→ EXERCISE AIM
In the passage on nonaccrual loans, what annualized yield did the cash payments on nonaccrual loans represent for the first six months of 2005?

Nonperforming nonaccrual loans at June 30, 2005 decreased $3.1 million or
66.8% and $1.4 million or 47.5% from the previous year and December 31, 2004,
respectively. The decrease was due to the net result of loans being returned
to accrual status or being charged off or paid off, and others being added to
nonperforming nonaccrual.

Changes in other real estate owned are discussed above under "Classified
Assets".

The Company had no restructured loans as of June 30, 2005, June 30, 2004 and
December 31, 2004.

The amount of gross interest income that would have been recorded for
nonaccrual loans for the three and six month periods ended June 30, 2005, if
all such loans had performed in accordance with their original terms, was $150
thousand and $274 thousand, respectively, compared to $111 thousand and $231
thousand, respectively, for the second quarter and the first half of 2004.

The amount of interest income that was recognized on nonaccrual loans from all
cash payments, including those related to interest owed from prior years, made
during the three and six months ended June 30, 2005, totaled $120 thousand and
$285 thousand, respectively, compared to $102 thousand and $167 thousand,
respectively, for the comparable periods in 2004. These cash payments
represent annualized yields of 6.02% and 7.88%, respectively, for the second
quarter and the first six months of 2005 compared to 5.98% and 4.78%,
respectively, for the second quarter and the first half of 2004.

→ EXTRACTED RECORDS
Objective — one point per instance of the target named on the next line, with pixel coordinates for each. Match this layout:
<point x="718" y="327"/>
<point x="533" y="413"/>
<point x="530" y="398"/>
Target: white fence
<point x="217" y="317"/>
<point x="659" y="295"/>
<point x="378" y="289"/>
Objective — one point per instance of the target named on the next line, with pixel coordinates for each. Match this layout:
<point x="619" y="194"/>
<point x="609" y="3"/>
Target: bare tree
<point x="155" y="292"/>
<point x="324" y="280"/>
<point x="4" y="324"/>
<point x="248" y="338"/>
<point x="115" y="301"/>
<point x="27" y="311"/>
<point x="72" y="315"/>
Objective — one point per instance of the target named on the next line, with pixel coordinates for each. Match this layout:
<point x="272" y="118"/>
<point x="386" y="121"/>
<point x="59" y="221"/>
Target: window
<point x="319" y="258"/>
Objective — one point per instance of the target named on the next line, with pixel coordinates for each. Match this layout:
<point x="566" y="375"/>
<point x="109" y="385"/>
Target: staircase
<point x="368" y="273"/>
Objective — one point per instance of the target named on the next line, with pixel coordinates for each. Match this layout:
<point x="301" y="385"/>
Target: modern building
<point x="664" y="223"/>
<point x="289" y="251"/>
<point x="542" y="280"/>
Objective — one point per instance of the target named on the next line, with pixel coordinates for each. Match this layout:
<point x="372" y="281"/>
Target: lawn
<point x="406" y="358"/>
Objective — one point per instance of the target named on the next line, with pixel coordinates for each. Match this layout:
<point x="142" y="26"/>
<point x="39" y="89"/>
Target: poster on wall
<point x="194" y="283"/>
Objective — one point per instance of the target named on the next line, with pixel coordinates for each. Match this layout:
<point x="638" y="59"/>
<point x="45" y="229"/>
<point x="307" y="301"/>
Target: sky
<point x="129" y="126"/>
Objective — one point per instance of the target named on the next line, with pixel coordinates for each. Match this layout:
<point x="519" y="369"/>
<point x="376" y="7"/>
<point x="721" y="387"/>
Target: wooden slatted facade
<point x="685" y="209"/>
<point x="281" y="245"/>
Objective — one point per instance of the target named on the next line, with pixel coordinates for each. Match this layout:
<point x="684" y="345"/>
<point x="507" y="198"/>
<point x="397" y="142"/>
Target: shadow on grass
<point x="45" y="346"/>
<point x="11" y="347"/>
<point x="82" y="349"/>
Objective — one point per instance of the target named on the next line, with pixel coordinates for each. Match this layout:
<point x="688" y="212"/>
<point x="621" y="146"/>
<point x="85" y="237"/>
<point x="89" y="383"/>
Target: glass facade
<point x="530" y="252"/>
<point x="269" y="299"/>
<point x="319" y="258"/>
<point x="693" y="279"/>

→ RESPONSE TO THIS EXERCISE
7.88%